EXTRACTED ENTRIES.
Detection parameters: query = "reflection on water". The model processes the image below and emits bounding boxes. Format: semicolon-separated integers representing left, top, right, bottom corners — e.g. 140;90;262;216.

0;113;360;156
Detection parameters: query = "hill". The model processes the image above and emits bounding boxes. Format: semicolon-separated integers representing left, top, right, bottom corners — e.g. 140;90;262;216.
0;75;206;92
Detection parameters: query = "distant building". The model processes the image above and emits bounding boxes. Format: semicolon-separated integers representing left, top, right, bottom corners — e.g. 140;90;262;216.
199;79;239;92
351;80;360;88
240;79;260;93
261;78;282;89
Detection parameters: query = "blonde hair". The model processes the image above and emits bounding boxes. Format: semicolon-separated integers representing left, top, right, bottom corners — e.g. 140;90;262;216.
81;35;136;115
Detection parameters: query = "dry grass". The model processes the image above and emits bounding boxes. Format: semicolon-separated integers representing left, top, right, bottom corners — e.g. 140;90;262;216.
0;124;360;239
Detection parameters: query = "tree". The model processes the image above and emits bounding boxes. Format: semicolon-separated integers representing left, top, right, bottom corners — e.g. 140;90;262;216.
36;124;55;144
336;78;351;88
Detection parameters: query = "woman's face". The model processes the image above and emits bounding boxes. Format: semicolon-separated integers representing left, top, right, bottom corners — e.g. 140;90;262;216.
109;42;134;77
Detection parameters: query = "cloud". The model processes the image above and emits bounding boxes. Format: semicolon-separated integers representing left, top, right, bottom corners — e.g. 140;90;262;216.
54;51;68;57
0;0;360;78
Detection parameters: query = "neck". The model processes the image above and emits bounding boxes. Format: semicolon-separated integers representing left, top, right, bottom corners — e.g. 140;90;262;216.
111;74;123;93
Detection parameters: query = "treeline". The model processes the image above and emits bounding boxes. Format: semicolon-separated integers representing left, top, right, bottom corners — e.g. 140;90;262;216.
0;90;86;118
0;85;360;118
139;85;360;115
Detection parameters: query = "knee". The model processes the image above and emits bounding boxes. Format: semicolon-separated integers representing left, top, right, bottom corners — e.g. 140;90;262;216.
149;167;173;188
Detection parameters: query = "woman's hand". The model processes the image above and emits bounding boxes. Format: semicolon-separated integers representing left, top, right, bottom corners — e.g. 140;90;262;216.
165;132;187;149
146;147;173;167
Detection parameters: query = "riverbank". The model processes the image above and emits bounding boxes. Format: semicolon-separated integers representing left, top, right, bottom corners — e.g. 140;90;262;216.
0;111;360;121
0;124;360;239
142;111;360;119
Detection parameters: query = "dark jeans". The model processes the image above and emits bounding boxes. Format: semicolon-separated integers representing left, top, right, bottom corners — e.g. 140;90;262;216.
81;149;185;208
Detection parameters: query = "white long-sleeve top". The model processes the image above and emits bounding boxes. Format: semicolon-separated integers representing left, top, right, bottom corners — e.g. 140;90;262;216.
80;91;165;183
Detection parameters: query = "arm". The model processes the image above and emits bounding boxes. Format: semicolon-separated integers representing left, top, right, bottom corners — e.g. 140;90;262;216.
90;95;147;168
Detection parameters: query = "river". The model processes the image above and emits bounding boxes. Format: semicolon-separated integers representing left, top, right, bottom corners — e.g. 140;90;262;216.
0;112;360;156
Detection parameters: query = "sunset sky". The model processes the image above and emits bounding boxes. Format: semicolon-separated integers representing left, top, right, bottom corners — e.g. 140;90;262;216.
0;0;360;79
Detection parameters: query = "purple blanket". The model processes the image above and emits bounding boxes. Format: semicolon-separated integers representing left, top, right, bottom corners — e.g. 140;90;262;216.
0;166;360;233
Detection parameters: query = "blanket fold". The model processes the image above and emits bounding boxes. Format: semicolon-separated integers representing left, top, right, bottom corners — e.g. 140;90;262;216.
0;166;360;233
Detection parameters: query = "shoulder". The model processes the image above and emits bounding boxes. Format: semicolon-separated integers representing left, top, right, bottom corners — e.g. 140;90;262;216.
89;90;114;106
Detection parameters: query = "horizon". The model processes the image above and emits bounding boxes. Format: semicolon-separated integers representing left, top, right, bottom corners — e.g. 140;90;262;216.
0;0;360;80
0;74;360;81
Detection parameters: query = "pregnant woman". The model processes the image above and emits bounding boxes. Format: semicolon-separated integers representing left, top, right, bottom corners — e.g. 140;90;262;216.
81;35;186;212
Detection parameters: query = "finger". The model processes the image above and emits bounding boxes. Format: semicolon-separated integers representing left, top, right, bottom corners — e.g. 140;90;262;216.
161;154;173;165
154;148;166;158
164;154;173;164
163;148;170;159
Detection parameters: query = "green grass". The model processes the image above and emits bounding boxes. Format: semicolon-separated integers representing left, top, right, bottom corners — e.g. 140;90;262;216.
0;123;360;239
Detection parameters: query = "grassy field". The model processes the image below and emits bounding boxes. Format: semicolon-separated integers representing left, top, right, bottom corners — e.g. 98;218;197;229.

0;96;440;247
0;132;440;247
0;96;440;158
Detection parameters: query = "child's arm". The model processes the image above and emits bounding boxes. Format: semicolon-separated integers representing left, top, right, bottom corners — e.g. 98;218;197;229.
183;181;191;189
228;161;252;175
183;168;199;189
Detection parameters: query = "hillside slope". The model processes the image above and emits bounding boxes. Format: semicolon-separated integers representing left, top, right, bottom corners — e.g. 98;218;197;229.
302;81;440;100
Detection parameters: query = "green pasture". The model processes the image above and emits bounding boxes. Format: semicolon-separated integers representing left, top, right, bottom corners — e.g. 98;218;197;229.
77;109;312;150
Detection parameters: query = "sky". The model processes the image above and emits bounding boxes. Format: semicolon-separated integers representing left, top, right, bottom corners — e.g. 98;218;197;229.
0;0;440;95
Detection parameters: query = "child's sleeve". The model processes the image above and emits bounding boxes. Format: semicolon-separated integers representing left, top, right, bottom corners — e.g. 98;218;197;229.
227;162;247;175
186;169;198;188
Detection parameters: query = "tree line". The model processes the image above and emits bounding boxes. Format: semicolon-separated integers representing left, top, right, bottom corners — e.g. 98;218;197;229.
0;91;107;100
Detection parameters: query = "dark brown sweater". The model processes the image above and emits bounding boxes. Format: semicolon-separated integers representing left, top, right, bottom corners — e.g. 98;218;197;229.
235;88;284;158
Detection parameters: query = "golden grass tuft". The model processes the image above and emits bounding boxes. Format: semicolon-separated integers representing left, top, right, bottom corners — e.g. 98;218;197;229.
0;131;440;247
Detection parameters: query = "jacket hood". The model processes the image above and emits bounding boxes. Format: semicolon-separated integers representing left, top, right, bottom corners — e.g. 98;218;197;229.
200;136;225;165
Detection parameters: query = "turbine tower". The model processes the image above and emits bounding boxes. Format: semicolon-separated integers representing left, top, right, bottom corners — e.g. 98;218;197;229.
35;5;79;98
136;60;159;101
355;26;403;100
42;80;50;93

GOAL OF THE EXERCISE. Can you turn every row above into a numbered list and leave out the blank lines?

FINAL RESULT.
1. Detection parameters: query = "reflection on water". The model processes the image below and emits bounding boxes. Format: semicolon-separated integers representing left, top, right, bottom corners — e.g. 140;90;262;216.
2. 0;113;360;156
3. Detection parameters: query = "hill". The model processes the image above and emits bounding boxes. Format: semicolon-separated integers representing left, top, right, bottom corners — e.g. 140;90;262;216.
4. 0;75;206;92
5. Detection parameters: query = "distant building". The model processes the image above and emits bounding boxes. Format: semicolon-separated integers representing left, top, right, bottom corners — e.g. 140;90;262;216.
6. 199;79;239;92
7. 351;80;360;88
8. 240;79;260;93
9. 261;78;282;89
10. Detection parameters: query = "blonde hair". The model processes the image above and emits bounding boxes. Format: semicolon-separated integers representing left, top, right, bottom corners — e.g. 140;90;262;216.
11. 81;35;136;115
12. Detection parameters: query = "dry grass". The model processes the image above and emits bounding boxes. Format: semicolon-separated integers representing left, top, right, bottom corners — e.g. 140;90;262;216.
13. 0;124;360;239
14. Detection parameters: query = "tree". The model processes the image above and emits bounding boxes. Format: semicolon-separated integers representing left, top, right, bottom corners — e.g. 140;90;262;216.
15. 36;124;55;144
16. 336;78;351;88
17. Detection parameters: query = "woman's face". The model processes the image above and emits bounding boxes. Format: semicolon-separated integers representing left, top, right, bottom corners — e.g. 140;90;262;216.
18. 109;42;134;77
19. Detection parameters: query = "cloud". The model processes the image above and emits bounding boxes. Format: semicolon-separated integers representing left, top, right, bottom corners — e.g. 140;90;262;216.
20. 54;51;68;57
21. 0;0;360;78
22. Detection parameters: query = "neck". The model processes the image above and emits bounding boxes. Format: semicolon-separated integers representing left, top, right, bottom corners — e.g. 140;90;262;216.
23. 111;74;123;93
24. Detection parameters: query = "treeline". The model processes the image above and emits bounding boxes. Format: semicolon-separated integers representing left, top, right, bottom corners — e.g. 140;90;262;216.
25. 0;90;86;118
26. 0;85;360;118
27. 139;85;360;115
28. Detection parameters: query = "knee". The model processes the image above and emits bounding boxes. Format: semicolon-separated integers representing left, top, right, bottom corners — e.g. 140;90;262;216.
29. 149;167;173;188
30. Detection parameters: query = "woman's hand". The model processes the image above and emits bounding boxes. Format: semicolon-separated integers representing left, top, right, bottom corners — e.g. 140;90;262;216.
31. 165;132;187;149
32. 146;147;173;167
33. Detection parameters: query = "riverbank". The model processes the image above and emits bounding boxes. Format: semicolon-separated integers representing left, top, right, bottom corners — e.g. 140;90;262;216.
34. 0;111;360;121
35. 0;124;360;239
36. 142;111;360;119
37. Detection parameters: query = "dark jeans". The model processes the image above and emits bounding boxes. Format: semicolon-separated integers representing left, top, right, bottom corners — e.g. 140;90;262;216.
38. 81;149;185;208
39. Detection parameters: query = "white long-sleeve top". The model processes the image above and emits bounding boxes. Format: semicolon-separated integers representing left, top, right, bottom corners — e.g. 140;90;262;216.
40. 80;91;165;183
41. Detection parameters: query = "arm". The model processes the image above and emits bounding boxes. Format: semicolon-separated integers representing left, top, right, bottom corners — e.g. 140;90;262;216.
42. 90;95;147;168
43. Detection parameters: query = "river". The model processes the image above and emits bounding boxes. Format: semicolon-separated integers representing left, top, right, bottom corners — e.g. 140;90;262;216.
44. 0;112;360;156
45. Detection parameters: query = "sunset sky". The model processes the image above and emits bounding boxes. Format: semicolon-separated integers representing left, top, right, bottom corners — e.g. 140;90;262;216.
46. 0;0;360;79
47. Detection parameters: query = "purple blanket". The model processes the image above and emits bounding boxes. Format: semicolon-separated integers representing left, top, right, bottom corners — e.g. 140;90;262;216.
48. 0;166;360;233
49. Detection parameters: query = "blanket fold". The model processes the image above and emits bounding boxes. Format: semicolon-separated integers representing left, top, right, bottom corners — e.g. 140;90;262;216.
50. 0;166;360;233
51. Detection parameters: query = "shoulder". The model processes the image above and emits bounding boxes. Format: semicolon-separated integers representing left, top, right, bottom corners — e.g. 140;90;262;216.
52. 89;90;114;106
53. Detection parameters: query = "horizon". The model processes the image above and emits bounding boxes. Format: semicolon-separated integers representing left, top, right, bottom corners — e.g. 140;90;262;216.
54. 0;0;360;80
55. 0;74;360;81
56. Detection parameters: query = "pregnant woman". The model processes the image above and emits bounding boxes. Format: semicolon-separated integers representing left, top, right, bottom corners — e.g. 140;90;262;216.
57. 81;35;186;212
58. Detection parameters: query = "finger". The model processes the image above and emits bounding boxes. Format: semicolon-separated integers representing left, top, right, bottom corners — e.g. 140;90;262;216.
59. 161;154;173;165
60. 154;148;166;158
61. 164;154;173;164
62. 163;148;170;159
63. Detection parameters: query = "green grass". The model processes the image above and emits bounding boxes. Format: semicolon-separated integers representing left, top, right, bottom corners — e.g. 140;90;262;216.
64. 0;123;360;239
65. Detection parameters: query = "grassy field". The model processes the image below and emits bounding boxes. Format: semicolon-separated integers representing left, top, right, bottom corners — e.g. 98;218;197;229.
66. 0;96;440;247
67. 0;132;440;247
68. 0;96;440;158
69. Detection parameters: query = "child's arm". The model processes the image above and emits bounding boxes. Format: semicolon-separated integers representing left, top, right, bottom corners — e.g. 98;218;197;229.
70. 183;181;191;189
71. 228;161;252;175
72. 183;168;199;189
73. Detection parameters: query = "hillside slope". The model processes the image above and emits bounding boxes. Format: semicolon-separated integers representing left, top, right, bottom corners — e.g. 98;218;197;229.
74. 302;81;440;100
75. Detection parameters: query = "green pasture". The model processes the image above and emits bounding boxes. Format: semicolon-separated integers representing left, top, right, bottom corners — e.g. 98;218;197;229.
76. 77;109;312;150
77. Detection parameters: query = "sky". The model processes the image above and emits bounding boxes. Format: semicolon-separated integers representing left, top, right, bottom corners — e.g. 98;218;197;229.
78. 0;0;440;95
79. Detection parameters: query = "child's sleeve". The model processes the image above and emits bounding boxes. Format: semicolon-separated integers representing left, top, right, bottom corners — e.g. 98;218;197;229.
80. 227;162;247;175
81. 186;169;198;188
82. Detection parameters: query = "tree line". The model processes the image above and emits bounding boxes. Format: semicolon-separated integers representing left, top, right, bottom corners — e.g. 98;218;197;229.
83. 0;91;107;100
84. Detection parameters: query = "dark brown sweater". The model processes the image above and emits bounding boxes. Format: semicolon-separated integers representing left, top, right, bottom corners — e.g. 98;218;197;229.
85. 235;88;284;158
86. Detection parameters: query = "golden grass tuft". The model processes the image above and emits bounding boxes. Format: semicolon-separated integers representing left, top, right, bottom corners — e.g. 98;218;197;229.
87. 0;131;440;247
88. Detection parameters: query = "jacket hood". The model processes the image above and emits bounding boxes. Format: semicolon-separated integers representing left, top, right, bottom corners — e.g. 98;218;197;229.
89. 200;136;225;165
90. Detection parameters: query = "turbine tower". The model processes the image above and emits bounding boxes. Format: semicolon-separated integers representing left, top, right, bottom corners — e.g. 98;218;197;229.
91. 35;5;79;98
92. 136;60;159;101
93. 355;26;403;100
94. 42;80;50;93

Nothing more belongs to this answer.